§ TASK INSTRUCTIONS:
Begin at the line that contains "Mark every instance of the black fishing" and reproduce it along with every line after it to the end of the listing; skip any pictures.

§ RECORDS:
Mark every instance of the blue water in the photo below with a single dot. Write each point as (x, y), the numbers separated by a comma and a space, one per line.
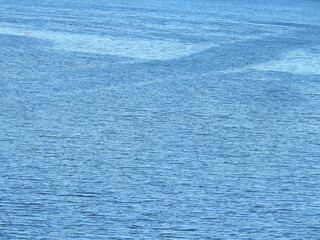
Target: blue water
(159, 119)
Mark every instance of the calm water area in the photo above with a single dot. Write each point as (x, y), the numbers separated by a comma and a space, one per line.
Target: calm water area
(159, 119)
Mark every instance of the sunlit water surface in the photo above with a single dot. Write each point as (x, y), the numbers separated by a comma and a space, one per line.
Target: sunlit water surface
(159, 119)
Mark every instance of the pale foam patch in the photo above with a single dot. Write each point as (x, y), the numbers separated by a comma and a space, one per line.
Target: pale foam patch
(148, 49)
(296, 62)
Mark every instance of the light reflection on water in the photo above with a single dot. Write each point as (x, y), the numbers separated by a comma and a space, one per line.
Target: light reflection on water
(115, 124)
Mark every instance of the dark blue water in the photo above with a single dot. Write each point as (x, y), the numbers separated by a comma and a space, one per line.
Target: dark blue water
(159, 119)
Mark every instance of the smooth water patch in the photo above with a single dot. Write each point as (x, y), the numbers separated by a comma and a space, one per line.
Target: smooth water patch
(296, 62)
(148, 49)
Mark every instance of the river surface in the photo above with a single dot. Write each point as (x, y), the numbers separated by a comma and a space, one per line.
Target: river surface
(171, 119)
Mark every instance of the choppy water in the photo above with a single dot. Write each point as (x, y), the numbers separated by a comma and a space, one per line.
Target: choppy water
(159, 119)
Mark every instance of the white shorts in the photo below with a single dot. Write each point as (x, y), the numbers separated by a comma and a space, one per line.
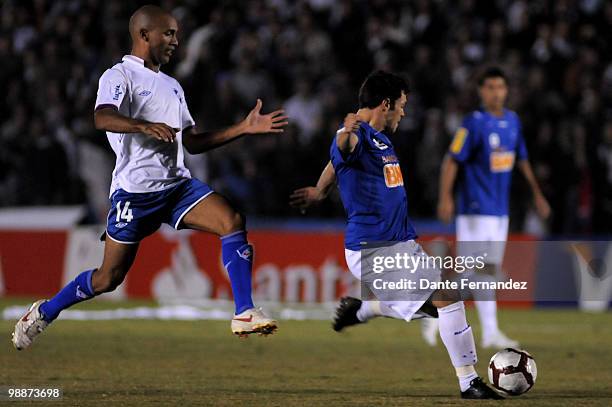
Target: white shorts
(403, 309)
(487, 234)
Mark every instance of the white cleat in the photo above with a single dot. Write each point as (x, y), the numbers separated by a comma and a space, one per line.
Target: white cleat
(253, 321)
(498, 341)
(29, 326)
(429, 330)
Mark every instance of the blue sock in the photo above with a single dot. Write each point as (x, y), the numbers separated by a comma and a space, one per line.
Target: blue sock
(238, 260)
(77, 290)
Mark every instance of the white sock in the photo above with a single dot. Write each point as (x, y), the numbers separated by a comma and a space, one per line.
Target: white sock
(485, 303)
(457, 336)
(372, 309)
(487, 312)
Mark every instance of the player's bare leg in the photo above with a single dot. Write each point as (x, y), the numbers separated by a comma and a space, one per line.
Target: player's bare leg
(215, 215)
(118, 259)
(458, 339)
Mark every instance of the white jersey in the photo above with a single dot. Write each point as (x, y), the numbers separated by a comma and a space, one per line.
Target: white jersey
(145, 164)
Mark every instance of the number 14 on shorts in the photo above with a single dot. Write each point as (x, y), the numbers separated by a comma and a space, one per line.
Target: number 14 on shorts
(124, 214)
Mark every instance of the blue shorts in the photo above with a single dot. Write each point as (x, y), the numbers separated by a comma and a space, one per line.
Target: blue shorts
(134, 216)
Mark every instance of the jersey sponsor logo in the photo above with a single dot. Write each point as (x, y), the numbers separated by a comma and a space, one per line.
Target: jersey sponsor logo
(393, 175)
(494, 140)
(501, 161)
(118, 92)
(389, 159)
(458, 140)
(379, 144)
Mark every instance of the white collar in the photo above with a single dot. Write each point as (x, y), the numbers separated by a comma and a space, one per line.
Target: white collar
(138, 61)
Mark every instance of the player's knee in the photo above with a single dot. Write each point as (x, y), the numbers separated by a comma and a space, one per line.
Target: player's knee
(443, 298)
(232, 223)
(107, 280)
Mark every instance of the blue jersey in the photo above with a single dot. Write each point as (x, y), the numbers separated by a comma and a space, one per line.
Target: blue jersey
(486, 147)
(372, 191)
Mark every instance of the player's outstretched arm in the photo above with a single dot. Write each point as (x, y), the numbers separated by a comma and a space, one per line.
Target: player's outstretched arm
(308, 196)
(540, 202)
(254, 123)
(448, 174)
(109, 119)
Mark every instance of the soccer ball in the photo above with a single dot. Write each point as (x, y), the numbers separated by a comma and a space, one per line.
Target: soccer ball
(512, 372)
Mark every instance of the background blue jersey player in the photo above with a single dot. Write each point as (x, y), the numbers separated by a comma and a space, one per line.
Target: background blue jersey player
(372, 190)
(479, 163)
(147, 122)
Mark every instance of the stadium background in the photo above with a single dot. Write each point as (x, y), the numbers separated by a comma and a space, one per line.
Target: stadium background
(308, 56)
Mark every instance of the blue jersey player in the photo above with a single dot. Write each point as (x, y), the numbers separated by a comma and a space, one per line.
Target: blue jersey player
(479, 163)
(368, 175)
(147, 122)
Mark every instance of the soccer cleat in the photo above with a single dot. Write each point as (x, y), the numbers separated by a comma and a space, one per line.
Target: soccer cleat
(479, 390)
(253, 321)
(346, 313)
(498, 341)
(29, 326)
(429, 330)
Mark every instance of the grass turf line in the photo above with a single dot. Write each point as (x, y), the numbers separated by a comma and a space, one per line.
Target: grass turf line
(384, 362)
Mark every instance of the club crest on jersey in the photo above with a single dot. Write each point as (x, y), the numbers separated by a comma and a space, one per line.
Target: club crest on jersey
(389, 159)
(118, 92)
(379, 144)
(246, 253)
(177, 95)
(80, 293)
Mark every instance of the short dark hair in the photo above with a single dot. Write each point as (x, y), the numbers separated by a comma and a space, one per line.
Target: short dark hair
(381, 85)
(492, 72)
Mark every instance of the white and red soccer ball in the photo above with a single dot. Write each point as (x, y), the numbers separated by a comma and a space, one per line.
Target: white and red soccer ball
(512, 372)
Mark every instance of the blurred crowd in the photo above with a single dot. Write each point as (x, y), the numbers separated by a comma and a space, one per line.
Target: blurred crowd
(310, 57)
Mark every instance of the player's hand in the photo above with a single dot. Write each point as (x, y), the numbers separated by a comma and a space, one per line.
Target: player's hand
(159, 131)
(256, 122)
(542, 206)
(305, 197)
(352, 122)
(446, 209)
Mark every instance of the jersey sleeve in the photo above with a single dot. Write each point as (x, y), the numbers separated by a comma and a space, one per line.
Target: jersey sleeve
(521, 148)
(357, 152)
(186, 119)
(464, 140)
(112, 88)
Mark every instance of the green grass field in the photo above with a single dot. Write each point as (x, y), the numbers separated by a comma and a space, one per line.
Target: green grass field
(384, 362)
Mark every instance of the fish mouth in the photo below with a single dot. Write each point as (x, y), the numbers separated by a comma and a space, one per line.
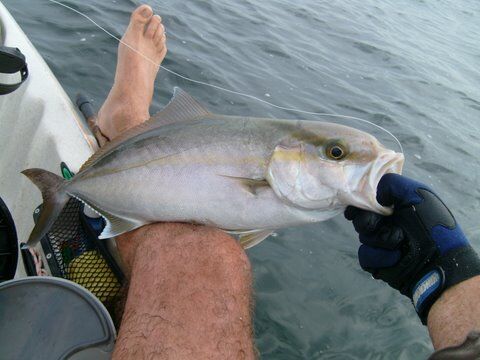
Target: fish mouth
(365, 194)
(388, 163)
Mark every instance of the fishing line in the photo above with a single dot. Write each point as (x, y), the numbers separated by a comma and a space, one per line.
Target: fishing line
(199, 82)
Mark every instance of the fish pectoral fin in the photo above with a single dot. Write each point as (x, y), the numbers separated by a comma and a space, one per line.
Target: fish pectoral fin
(114, 225)
(250, 185)
(253, 237)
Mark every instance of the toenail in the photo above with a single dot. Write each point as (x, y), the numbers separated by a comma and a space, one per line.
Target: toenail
(146, 13)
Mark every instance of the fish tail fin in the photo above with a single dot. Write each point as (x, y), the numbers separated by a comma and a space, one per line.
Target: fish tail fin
(54, 200)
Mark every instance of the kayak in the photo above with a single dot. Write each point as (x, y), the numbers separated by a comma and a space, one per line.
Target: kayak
(39, 127)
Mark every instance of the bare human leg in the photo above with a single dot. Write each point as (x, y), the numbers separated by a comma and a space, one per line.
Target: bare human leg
(190, 286)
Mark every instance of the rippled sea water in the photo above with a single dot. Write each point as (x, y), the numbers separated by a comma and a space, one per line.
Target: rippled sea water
(411, 66)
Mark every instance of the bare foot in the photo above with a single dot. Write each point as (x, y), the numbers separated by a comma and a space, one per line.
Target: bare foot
(128, 102)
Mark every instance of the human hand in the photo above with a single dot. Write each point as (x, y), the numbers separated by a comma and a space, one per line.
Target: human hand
(420, 249)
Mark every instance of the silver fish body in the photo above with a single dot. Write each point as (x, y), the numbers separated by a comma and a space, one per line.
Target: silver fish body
(245, 175)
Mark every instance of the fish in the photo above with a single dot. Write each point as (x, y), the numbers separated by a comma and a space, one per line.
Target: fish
(248, 176)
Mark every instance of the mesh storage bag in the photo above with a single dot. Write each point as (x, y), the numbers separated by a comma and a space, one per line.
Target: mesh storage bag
(74, 252)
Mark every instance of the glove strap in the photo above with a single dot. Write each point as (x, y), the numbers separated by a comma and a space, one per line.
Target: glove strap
(454, 267)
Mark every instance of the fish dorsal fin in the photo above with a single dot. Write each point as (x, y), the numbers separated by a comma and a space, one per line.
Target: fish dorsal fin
(252, 238)
(182, 107)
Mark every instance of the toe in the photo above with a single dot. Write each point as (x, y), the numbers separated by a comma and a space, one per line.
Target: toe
(141, 15)
(159, 35)
(153, 26)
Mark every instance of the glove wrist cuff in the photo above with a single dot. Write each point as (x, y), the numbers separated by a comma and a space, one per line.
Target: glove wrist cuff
(452, 268)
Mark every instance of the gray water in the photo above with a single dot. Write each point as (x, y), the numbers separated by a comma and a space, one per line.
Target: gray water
(409, 65)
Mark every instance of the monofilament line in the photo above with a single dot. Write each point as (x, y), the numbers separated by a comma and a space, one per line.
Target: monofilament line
(222, 88)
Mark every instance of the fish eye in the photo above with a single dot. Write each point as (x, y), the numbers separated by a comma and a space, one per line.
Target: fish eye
(336, 151)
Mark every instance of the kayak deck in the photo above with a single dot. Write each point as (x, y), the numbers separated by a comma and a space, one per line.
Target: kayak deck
(39, 128)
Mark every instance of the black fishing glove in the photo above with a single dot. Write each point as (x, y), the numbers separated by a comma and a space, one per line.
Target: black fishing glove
(420, 250)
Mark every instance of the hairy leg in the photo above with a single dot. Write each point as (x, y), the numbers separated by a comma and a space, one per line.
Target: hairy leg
(189, 296)
(190, 286)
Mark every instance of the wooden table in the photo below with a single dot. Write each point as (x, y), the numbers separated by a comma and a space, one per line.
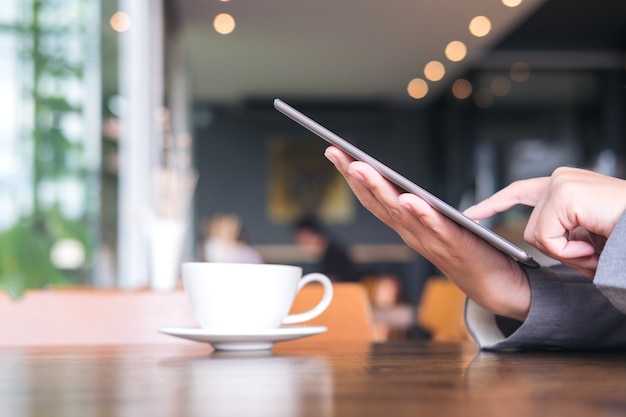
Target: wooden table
(309, 379)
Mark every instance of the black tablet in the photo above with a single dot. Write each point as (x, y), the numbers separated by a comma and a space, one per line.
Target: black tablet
(496, 241)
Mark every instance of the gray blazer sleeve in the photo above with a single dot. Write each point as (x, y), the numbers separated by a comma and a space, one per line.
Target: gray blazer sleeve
(568, 310)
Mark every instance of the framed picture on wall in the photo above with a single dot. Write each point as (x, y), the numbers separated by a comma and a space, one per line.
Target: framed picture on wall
(301, 181)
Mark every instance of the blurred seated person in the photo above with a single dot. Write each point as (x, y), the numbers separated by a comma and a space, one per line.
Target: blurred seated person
(224, 241)
(332, 258)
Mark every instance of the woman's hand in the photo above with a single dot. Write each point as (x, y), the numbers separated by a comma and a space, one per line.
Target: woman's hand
(575, 212)
(486, 275)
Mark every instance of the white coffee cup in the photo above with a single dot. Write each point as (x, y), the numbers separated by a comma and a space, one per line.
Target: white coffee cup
(239, 297)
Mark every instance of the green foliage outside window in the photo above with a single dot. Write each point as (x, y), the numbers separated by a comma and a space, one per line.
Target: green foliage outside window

§ ANSWER IN FULL:
Mark every instance of the black fishing glove in the photo above with a single dot. Write each point as (x, y), the numbers separated by a comma and a space, one per line.
Target: black fishing glove
(420, 250)
Mark every instance of the hairy leg in the photo above with a single dot. Write each point as (x, y), the numbers separated by a comma and a space, one per line.
Target: hairy leg
(189, 296)
(190, 286)
Mark every instance of the wooden table in the photo below with a single dot. Write each point as (x, y), the numbers separated by a comma and a space, one per line.
Target: wooden table
(309, 379)
Mark every instance of the black tablet in the photo above with a single dot. Write each point as (x, y), the numbers separated by a comma and a space, one per line.
Target: black tablet
(496, 241)
Mark every instance of the gray blazer sleeve in the photo above with a single dot. Write each point as (x, y), the numbers separated by a comma and a space, one per line.
Target: gray blazer sleeve
(568, 310)
Mark every instance of the framed picture on wall in the photo above with a single dot. Write each point as (x, y), the numbers separated by a comma and a space, one per line.
Target: framed picture on wall
(301, 181)
Mark every instance of the blurred seated person in the photo above with a single dot. Write each point as (x, y), the numbers separated by a comma and a space, one per line.
Target: blurred seated person
(224, 241)
(332, 258)
Mark every instance of the woman's hand in the photo above with a single dot. Write each point as (x, y), the numbers separated by a comma and a space, one per line.
Target: woman's hand
(575, 212)
(486, 275)
Mark every instance of the white coffee cup in the photo above with a single dot. Write each point as (x, y), the numbers separated by a comma and a space, one per line.
Target: white coffee cup
(239, 297)
Mark every instance of the green foliage outside window in the photo above with a single dot. Write each point as (x, y), the numbers separated by a comma and a space, one per line.
Target: green foliage outside window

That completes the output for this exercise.